-- Given task 1 --
Answer these from the excerpt on proof of innocence:
(a) Whose view was that a "miscarriage of justice" is confined to cases where the claimant can prove innocence beyond reasonable doubt?
(b) In the passage quoted from Lord Bingham, what happened to every proposal that compensation be paid only to those shown to be innocent?
(c) What words does the writer add after Lord Steyn's "and no more"?
-- Given task 2 --
Resume the excerpt on proof of innocence, starting right after its final sentence.

-- Excerpt --
•••••

Category 1 – proof of innocence

  1. I turn first to the question whether the expression “miscarriage of justice” is confined to the case where the claimant can prove beyond reasonable doubt that he was innocent. This was of course the view espoused by Lord Steyn in Mullen. Lord Bingham expressed a different view in that case, albeit without reaching a firm conclusion, and Lord Hope has taken a different view in this case. I agree with him. To my mind there is nothing in either the language or the context to limit the meaning of “miscarriage of justice” to the case where the claimant can prove that he was innocent. If that is so, it is not for the court to limit the meaning because its own view is that it would be desirable to do so as a matter of policy. Such matters of policy are for Parliament and not for the courts.
  1. It is common ground that the expression is capable of a broader meaning than that espoused by Lord Steyn. For reasons which I explain below, to my mind the natural meaning is broader, but I will begin with the context because I appreciate that, as has famously been said, context is everything. The context of section 133 is of course article 14(6). Both Lord Steyn and Lord Bingham considered the travaux préparatoires in Mullen. In para 9(2) of his speech Lord Bingham said this:

“The House was referred to the travaux préparatoires of the negotiations which culminated in adoption of the ICCPR. It is plain that some delegates contended that compensation should not be paid save to those who were shown to be innocent, and such delegates found no difficulty in expressing this very simple principle. But it is equally plain, as Mr Pleming submitted, that every proposal to that effect was voted down. The travaux disclose no consensus of opinion on the meaning to be given to this expression. It may be that the expression commended itself because of the latitude in interpretation which it offered.”

  1. It is common ground that the expression “miscarriage of justice” in article 14(6) and therefore section 133(1) should if possible be given an autonomous meaning. Although the travaux are far from conclusive, they do seem to me to point the way because, as Lord Bingham put it, every proposal that innocence should be the test was turned down. So, if the expression is to be given an autonomous meaning, it cannot be limited to cases where innocence can be shown. It follows that I do not agree with Lord Steyn’s view that the travaux do not assist

in any way. On the contrary, they assist on the first question in this appeal, namely whether proof of innocence should be the test.

  1. I agree with Lord Steyn (at para 35) that there is no foundation in the language of article 14(6) and section 133, or by reference to any relevant external aids to construction, for the suggestion that Parliament intended to use the words “miscarriage of justice” in any wider sense than it bears in article 14(6) and that Parliament intended to give effect to the United Kingdom’s international obligations in article 14(6) “and no more”. I would add “and no less”. Parliament used the same or almost the same language, so that there is to my mind no warrant for holding that it intended to confer narrower rights to compensation than those afforded by article 14(6).

•••••

-- Data records --

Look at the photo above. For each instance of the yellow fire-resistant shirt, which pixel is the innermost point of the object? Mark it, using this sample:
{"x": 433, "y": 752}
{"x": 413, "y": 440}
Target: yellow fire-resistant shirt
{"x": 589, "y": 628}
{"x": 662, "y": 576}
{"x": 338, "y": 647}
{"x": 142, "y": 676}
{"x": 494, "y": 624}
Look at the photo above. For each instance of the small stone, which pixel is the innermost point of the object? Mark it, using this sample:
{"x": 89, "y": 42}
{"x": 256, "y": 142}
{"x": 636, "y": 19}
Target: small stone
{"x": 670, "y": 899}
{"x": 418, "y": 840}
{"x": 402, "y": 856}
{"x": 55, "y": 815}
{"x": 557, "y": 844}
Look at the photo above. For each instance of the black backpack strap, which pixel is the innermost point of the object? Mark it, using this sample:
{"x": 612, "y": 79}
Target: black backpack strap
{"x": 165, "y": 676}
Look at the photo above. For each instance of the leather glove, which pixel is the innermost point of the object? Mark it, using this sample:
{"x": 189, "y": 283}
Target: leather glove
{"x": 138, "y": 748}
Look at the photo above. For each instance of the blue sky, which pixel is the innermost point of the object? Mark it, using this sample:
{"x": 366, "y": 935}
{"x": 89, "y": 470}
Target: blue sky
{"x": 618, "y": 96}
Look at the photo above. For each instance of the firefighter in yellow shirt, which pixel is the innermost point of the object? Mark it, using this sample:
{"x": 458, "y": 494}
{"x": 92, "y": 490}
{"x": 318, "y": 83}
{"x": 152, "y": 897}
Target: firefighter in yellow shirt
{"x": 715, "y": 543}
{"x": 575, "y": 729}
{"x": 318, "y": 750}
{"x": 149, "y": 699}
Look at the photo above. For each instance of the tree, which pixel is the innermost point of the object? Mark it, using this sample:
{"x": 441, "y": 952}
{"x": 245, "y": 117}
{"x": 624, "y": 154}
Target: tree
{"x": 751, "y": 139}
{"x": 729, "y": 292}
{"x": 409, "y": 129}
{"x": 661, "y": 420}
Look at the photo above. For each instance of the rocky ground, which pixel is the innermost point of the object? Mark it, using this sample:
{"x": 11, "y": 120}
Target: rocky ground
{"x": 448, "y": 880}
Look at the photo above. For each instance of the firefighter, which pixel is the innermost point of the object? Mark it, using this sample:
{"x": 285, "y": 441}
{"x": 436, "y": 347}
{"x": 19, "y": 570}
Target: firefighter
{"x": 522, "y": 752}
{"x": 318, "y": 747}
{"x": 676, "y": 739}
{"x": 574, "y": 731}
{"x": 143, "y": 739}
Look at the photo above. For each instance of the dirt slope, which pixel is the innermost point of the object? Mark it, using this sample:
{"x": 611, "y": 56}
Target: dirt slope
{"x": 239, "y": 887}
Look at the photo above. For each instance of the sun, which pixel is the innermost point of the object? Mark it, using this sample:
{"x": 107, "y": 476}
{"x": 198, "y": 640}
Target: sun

•••••

-- Expected output 1 --
(a) Lord Steyn's, in Mullen.
(b) Every such proposal was voted down.
(c) "and no less"

-- Expected output 2 --
  1. As Lord Hope observes at para 91, Lord Steyn correctly said at para 45 that both article 14(6) and section 133 show that there was no overarching purpose of compensating all who are wrongly convicted. This is demonstrated by the fact that compensation only arises at all in the case of appeals out of time and by the indispensable pre-condition that a new or newly discovered fact shows conclusively (or beyond reasonable doubt) that there has been a miscarriage of justice. So, for example, in the case of a recognition that an earlier dismissal of an appeal was wrong, the case falls outside article 14(6). That is so, however palpable the error in the first appellate decision may have been, and however severe the punishment that the victim suffered unjustly. As Lord Steyn put it, those considerations demonstrate that the fundamental right under article 14(6) was unquestionably narrowly circumscribed.
  1. Para 46 is the only paragraph in which Lord Steyn focuses on the relevant language. In it, as Lord Hope explains at paras 91 and 92, Lord Steyn focused on the language of article 14(6) and section 133, and in particular on the use of “conclusively” and “beyond reasonable doubt” respectively. He said that that language filters out cases where it is only established that there may have been a wrongful conviction and cases where it is only probable that there has been a wrongful conviction. He observed that those two categories would include the vast majority of cases where an appeal is allowed out of time. He concluded that those considerations militated against an expansive interpretation of “miscarriage of justice” and ultimately held that:

“While accepting that in other contexts ‘a miscarriage of justice’ is capable of bearing a narrower or wider meaning, the only relevant context points to a narrow interpretation, viz, the case where innocence is demonstrated.”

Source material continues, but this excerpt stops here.